Input for this task:
BEGIN

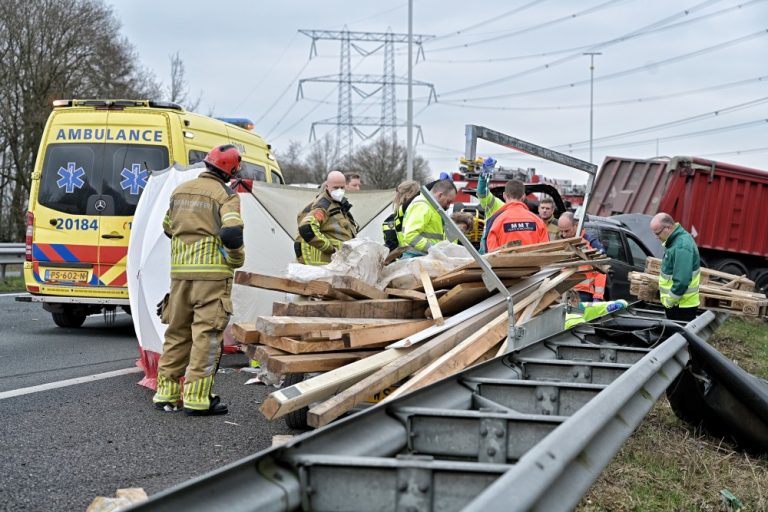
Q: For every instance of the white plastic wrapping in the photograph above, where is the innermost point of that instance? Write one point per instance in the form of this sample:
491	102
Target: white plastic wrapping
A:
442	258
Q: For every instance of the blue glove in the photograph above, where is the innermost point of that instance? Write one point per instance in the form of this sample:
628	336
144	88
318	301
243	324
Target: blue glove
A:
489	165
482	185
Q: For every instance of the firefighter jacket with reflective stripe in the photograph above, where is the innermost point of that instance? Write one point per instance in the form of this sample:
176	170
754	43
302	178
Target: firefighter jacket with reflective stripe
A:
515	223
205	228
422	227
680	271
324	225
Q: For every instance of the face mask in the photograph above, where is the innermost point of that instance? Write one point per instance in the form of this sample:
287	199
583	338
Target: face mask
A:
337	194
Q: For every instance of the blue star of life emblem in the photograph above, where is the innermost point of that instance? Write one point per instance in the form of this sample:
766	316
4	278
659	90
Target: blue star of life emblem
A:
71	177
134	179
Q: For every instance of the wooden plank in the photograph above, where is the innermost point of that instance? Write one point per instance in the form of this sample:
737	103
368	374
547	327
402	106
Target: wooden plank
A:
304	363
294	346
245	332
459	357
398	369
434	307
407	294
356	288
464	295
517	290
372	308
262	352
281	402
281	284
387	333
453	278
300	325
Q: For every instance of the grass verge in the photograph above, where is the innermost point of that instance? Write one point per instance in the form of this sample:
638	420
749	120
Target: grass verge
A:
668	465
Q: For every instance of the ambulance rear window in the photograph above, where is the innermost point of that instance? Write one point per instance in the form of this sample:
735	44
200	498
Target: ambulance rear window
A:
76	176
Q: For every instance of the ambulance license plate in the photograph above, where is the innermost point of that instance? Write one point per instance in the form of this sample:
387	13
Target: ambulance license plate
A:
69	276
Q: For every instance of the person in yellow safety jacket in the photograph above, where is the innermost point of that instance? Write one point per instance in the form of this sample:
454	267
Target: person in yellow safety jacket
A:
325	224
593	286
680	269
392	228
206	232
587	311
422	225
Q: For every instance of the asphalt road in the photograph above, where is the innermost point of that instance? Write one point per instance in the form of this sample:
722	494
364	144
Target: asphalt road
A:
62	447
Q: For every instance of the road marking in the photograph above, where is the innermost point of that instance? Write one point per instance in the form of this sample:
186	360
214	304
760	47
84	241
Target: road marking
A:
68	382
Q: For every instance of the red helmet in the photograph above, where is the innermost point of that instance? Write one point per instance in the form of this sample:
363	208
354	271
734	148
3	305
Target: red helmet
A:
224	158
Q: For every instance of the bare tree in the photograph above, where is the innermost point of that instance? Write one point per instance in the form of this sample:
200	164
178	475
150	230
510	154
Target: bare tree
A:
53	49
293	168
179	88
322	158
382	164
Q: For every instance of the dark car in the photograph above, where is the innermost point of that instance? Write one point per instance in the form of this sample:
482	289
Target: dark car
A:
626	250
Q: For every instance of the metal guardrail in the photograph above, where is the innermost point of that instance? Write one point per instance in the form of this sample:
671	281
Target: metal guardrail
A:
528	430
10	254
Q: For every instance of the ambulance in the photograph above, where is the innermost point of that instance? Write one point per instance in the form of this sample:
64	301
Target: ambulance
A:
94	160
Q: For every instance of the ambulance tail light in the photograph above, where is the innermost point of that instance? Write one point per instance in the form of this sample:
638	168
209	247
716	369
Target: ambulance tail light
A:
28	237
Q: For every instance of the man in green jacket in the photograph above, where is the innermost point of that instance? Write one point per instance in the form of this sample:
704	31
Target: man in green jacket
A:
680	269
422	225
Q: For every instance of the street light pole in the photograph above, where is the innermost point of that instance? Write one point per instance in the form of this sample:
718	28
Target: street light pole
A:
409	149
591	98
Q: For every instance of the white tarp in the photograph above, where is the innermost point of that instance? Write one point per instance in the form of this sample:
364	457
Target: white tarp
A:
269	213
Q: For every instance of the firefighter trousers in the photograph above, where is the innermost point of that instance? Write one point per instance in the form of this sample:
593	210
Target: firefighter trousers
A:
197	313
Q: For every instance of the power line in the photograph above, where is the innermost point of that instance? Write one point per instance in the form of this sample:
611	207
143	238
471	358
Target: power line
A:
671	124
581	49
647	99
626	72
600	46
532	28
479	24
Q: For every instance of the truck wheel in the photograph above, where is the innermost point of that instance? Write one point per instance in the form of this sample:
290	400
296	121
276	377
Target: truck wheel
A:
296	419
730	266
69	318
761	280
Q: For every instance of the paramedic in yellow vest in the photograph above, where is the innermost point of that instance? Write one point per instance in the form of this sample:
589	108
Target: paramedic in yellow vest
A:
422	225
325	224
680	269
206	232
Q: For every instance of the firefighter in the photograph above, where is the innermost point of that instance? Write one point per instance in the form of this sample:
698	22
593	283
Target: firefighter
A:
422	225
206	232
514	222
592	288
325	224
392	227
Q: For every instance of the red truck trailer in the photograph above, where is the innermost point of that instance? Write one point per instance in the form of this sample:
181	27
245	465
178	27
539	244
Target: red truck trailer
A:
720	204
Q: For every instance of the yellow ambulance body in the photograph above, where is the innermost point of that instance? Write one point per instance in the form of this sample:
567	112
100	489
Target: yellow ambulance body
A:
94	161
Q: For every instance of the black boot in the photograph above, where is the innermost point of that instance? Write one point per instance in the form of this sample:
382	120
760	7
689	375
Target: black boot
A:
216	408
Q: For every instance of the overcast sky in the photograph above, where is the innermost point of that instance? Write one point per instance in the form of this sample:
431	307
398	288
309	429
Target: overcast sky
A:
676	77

END
BEGIN

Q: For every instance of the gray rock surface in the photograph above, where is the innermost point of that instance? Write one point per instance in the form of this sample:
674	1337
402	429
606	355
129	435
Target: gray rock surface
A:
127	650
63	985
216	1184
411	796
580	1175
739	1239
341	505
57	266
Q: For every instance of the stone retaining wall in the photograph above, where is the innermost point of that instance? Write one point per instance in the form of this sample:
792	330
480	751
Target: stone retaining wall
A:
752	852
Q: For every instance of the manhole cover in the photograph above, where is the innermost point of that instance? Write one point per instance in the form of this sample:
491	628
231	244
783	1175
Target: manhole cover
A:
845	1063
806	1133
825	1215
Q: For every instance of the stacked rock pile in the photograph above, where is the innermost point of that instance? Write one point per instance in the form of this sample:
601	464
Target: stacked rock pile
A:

END

Task details:
The word "marking" appears in some of the lines above. Copy those lines.

Output for this exercise:
Q: For every instance of the road marking in the photograph above, where is the innermost point of that instance? Write one point per instance in the form of this sample:
Target: road marking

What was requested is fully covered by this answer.